* **Problem statement**
Reproduce the entries exactly, beginning with the line containing "Locate every instance of the car side" and ending with their last line, both included.

━━━━━ Extracted records ━━━━━

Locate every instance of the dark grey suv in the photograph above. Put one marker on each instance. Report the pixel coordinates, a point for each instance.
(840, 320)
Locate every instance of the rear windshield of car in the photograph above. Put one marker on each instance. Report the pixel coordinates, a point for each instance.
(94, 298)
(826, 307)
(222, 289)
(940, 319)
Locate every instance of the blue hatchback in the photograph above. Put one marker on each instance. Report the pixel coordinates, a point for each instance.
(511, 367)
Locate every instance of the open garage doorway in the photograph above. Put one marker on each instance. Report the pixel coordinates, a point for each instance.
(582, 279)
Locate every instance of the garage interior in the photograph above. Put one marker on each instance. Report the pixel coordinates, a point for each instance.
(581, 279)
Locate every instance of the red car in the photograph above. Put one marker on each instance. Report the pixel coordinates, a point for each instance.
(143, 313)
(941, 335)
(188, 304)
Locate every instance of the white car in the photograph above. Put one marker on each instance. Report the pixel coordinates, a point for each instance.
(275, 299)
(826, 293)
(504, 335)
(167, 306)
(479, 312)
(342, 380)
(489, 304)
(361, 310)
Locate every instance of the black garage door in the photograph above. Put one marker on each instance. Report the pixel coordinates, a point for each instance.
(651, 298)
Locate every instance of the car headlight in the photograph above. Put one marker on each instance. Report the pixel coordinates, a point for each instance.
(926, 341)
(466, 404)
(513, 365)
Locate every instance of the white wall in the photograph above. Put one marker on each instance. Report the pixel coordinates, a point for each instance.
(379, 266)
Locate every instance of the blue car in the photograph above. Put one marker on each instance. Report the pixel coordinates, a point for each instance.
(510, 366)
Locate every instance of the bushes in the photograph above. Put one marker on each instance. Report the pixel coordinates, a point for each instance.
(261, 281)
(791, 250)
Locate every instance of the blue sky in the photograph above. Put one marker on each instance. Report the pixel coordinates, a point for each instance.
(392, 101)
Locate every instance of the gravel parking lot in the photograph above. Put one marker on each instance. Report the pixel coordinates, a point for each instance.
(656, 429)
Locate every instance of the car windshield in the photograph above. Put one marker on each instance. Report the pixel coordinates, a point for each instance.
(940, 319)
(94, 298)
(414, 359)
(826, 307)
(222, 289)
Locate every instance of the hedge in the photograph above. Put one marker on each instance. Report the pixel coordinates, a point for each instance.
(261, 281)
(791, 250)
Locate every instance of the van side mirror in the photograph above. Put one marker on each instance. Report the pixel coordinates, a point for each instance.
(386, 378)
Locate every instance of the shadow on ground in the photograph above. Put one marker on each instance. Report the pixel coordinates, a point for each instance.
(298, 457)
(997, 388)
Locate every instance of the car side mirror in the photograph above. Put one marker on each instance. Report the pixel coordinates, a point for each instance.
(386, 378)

━━━━━

* **Task solution**
Locate every instance of the car side mirror in the photograph above. Put one marker on each instance. Report the pixel coordinates, a point for each instance.
(386, 378)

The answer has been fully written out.